**Testo fornito:**
Oggi si possono trovare con estrema facilità informazioni, foto e testimonianze storiche su questo paesino Molisano, ma non è stato sempre così. Per secoli è stato uno tra tanti, conosciuto solo a coloro che vi vivevano o che vi si recavano per rare ragioni di affari.
Avevo sette o otto anni quando costruirono la strada che portava alla frazione di Lagoni dove era nato mio padre, con la strada arrivò a Lagoni anche l’acqua. Prima degli anni 60 l’unico modo per arrivare alla casa dei miei nonni paterni era scarpinare, per un paio di chilometri in salita, lungo un sentiero di montagna. Unica alternativa era trovare un’anima buona che ti prestasse un asino o due. Neppure Filignano centro era facile da raggiungere prima che costruissero l’autostrada, che da nord percorre tutta la penisola fino al sud Italia. Chiamata poi l’Autostrada del sole. I pullman da Roma o da Napoli dovevano inerpicarsi lungo la via Casilina una strada tracciata troppi secoli prima.

**Voci del dataset:**
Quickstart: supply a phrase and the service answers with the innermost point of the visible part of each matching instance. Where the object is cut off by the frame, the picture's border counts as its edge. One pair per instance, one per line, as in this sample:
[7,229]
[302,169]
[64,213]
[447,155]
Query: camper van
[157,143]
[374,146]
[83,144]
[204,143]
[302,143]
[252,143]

**Consegna esercizio:** Riporta parola per parola il tratto del testo su Filignano che va da "Oggi si possono" fino a "ragioni di affari.".

**Spazio risposta:**
Oggi si possono trovare con estrema facilità informazioni, foto e testimonianze storiche su questo paesino Molisano, ma non è stato sempre così. Per secoli è stato uno tra tanti, conosciuto solo a coloro che vi vivevano o che vi si recavano per rare ragioni di affari.